→ **What the exercise asks**
Please quote the data starting at the line that contains "Indicate the blurred" and ending at the line that contains "point(442, 234)", both lines included, with nothing else.
──────── Material for the task
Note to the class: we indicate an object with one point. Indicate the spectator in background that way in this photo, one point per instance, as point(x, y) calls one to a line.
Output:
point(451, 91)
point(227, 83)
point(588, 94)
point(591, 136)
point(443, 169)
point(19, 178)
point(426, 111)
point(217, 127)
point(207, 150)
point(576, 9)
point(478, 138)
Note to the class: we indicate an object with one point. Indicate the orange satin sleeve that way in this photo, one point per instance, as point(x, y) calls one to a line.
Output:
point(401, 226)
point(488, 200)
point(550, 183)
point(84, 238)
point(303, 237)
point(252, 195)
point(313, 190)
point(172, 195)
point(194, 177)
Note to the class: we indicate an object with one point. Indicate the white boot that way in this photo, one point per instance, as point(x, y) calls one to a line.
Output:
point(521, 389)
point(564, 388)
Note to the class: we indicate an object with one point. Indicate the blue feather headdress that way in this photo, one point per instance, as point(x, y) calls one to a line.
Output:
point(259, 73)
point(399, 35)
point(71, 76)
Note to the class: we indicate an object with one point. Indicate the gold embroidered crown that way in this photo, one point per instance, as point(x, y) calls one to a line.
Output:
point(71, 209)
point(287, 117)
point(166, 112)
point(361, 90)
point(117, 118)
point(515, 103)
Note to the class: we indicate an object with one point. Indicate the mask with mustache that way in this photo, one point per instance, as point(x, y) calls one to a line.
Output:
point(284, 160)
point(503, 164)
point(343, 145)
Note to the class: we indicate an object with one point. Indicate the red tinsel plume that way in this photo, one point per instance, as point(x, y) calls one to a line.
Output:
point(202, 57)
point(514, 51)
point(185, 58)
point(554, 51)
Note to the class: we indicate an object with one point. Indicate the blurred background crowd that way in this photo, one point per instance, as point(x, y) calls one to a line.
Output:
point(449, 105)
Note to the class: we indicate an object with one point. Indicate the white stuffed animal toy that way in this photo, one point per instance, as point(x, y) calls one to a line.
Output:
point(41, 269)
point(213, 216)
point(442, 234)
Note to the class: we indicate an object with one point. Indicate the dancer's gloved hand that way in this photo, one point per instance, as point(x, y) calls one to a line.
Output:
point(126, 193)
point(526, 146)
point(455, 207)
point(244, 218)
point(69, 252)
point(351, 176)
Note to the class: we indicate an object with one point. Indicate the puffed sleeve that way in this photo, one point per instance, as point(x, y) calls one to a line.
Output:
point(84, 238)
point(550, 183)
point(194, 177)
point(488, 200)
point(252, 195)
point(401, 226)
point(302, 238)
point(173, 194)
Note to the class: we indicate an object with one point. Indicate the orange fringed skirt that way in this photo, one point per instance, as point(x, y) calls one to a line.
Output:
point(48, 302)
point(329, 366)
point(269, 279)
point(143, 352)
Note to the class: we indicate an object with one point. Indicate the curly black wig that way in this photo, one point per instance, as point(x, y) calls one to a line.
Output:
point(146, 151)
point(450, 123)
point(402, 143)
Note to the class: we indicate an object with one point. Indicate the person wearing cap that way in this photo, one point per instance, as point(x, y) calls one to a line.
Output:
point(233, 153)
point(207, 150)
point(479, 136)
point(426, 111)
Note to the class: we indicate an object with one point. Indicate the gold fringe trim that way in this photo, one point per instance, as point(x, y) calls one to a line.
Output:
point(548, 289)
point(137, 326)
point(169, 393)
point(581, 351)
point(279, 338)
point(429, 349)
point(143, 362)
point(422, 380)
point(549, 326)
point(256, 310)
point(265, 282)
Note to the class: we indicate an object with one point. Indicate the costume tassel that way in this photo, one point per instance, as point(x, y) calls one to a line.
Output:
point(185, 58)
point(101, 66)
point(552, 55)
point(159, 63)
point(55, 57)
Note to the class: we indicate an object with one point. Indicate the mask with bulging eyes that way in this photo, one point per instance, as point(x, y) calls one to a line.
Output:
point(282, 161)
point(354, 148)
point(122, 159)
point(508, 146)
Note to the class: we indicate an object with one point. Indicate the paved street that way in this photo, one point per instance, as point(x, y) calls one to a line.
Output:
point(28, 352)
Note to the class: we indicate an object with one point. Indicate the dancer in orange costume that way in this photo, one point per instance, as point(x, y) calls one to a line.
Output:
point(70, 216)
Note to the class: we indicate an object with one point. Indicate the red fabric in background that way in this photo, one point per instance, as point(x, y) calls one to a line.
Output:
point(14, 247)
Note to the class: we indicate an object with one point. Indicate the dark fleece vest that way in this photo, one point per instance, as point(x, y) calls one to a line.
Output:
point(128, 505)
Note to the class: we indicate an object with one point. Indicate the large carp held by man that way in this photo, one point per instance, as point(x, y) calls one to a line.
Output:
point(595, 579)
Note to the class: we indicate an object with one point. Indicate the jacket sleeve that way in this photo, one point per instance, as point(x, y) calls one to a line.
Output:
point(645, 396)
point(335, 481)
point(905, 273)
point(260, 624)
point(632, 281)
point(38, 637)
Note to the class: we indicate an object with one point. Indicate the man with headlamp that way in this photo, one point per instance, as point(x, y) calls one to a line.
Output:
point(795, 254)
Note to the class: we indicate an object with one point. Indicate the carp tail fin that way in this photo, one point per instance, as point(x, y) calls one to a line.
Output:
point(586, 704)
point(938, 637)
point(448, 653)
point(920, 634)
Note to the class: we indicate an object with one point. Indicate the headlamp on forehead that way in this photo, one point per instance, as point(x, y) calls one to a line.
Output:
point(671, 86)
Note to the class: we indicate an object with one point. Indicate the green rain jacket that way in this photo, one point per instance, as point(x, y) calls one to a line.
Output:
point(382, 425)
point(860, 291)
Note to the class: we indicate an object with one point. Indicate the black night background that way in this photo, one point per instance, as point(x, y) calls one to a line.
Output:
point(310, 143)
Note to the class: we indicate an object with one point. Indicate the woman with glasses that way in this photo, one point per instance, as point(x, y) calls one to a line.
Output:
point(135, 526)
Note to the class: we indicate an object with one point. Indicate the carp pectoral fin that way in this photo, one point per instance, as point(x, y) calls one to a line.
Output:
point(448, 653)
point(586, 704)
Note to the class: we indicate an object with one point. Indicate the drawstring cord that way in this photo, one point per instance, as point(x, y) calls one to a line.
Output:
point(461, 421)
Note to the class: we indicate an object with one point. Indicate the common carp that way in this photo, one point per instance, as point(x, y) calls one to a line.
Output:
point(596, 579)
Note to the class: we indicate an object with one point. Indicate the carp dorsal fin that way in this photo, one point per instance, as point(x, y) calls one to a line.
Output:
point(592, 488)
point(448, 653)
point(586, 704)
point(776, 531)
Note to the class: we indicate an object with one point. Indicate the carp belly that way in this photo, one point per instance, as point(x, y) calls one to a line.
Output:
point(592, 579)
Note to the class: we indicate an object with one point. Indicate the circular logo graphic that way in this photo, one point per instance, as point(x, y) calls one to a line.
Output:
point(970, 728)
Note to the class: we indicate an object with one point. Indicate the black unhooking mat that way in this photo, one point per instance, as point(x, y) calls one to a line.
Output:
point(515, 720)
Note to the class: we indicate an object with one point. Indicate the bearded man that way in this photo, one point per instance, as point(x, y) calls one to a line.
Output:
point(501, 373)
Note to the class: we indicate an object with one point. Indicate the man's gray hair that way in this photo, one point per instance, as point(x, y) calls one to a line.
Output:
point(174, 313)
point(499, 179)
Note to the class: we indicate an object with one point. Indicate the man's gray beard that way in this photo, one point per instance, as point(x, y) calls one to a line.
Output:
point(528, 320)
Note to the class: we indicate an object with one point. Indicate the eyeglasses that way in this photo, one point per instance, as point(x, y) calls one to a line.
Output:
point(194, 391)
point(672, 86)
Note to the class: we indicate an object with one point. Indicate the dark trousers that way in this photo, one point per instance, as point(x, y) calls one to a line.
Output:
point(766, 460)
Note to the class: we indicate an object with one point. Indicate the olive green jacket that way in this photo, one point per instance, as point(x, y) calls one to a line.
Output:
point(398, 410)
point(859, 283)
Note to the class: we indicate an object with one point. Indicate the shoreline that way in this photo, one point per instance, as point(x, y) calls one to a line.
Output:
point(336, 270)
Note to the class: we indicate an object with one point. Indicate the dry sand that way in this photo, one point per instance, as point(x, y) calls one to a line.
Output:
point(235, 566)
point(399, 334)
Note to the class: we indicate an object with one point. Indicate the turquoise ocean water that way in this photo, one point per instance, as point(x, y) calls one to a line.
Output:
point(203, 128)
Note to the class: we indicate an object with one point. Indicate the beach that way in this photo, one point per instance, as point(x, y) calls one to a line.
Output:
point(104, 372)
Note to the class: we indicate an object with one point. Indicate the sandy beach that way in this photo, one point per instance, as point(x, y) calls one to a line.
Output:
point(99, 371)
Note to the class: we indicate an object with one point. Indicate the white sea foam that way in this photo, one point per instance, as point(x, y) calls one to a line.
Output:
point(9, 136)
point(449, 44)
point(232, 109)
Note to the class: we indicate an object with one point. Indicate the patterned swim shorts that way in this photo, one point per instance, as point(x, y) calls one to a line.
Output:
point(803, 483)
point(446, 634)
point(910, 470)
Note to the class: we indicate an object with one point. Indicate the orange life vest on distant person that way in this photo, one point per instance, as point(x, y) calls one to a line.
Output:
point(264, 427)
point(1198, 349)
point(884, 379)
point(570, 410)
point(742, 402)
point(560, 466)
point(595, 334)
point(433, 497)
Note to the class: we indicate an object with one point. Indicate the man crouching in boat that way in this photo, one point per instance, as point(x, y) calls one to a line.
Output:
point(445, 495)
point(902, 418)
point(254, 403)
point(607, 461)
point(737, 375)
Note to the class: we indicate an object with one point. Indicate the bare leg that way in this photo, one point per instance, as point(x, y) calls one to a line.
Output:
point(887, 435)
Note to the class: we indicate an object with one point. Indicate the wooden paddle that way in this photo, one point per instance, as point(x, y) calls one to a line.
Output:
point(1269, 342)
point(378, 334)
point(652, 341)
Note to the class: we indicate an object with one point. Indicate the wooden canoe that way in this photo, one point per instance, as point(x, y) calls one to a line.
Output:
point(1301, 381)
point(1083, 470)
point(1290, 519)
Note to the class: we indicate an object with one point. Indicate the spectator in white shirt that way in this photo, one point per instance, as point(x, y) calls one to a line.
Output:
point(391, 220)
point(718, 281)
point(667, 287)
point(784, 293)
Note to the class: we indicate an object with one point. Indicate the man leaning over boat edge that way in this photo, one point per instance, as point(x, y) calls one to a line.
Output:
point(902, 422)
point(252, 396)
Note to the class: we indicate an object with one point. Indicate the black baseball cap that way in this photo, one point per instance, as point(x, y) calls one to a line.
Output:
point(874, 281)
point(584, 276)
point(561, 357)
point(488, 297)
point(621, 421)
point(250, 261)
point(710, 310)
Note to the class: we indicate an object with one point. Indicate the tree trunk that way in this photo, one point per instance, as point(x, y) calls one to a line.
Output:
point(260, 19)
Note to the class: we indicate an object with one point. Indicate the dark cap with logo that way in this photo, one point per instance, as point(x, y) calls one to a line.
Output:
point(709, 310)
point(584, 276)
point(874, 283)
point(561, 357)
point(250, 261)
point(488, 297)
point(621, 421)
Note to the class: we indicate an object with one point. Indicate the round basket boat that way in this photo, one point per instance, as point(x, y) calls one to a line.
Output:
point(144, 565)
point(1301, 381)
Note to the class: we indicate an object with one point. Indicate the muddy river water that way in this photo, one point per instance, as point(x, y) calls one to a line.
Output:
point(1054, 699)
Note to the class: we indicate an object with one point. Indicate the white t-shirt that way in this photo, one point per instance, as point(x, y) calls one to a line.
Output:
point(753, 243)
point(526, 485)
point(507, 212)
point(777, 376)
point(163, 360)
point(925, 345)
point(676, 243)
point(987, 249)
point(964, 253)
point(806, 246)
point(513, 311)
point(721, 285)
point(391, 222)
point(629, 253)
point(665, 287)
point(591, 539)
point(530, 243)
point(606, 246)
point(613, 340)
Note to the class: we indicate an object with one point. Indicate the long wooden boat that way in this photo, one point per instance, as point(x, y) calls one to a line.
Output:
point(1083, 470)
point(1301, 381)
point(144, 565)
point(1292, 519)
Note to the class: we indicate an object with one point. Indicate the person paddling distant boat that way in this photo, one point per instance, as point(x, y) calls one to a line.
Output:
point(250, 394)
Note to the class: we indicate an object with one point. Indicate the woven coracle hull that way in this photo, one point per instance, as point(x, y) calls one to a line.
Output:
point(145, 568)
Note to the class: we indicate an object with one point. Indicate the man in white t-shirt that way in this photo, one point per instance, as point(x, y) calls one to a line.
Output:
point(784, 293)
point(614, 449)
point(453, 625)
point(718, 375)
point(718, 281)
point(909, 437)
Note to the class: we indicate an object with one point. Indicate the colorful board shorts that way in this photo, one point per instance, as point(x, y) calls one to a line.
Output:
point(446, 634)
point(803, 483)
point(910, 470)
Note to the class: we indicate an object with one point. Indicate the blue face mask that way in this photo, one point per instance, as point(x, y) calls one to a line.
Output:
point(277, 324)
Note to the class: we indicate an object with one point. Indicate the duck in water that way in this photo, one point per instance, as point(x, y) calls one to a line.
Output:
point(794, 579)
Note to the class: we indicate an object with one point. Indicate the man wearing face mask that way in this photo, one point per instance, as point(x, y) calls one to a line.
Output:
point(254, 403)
────────────────
→ **Reply**
Note to the class: we indicate an object with one point. Indicate the blurred background crowd that way in this photo, one point per instance, as point(x, y) calls one to a line.
Output:
point(449, 105)
Note to the class: we indicate an object with one point. Indicate the white stuffed animal toy that way in this photo, one point per instance, as point(x, y) calls one to a line.
Output:
point(41, 269)
point(213, 216)
point(442, 234)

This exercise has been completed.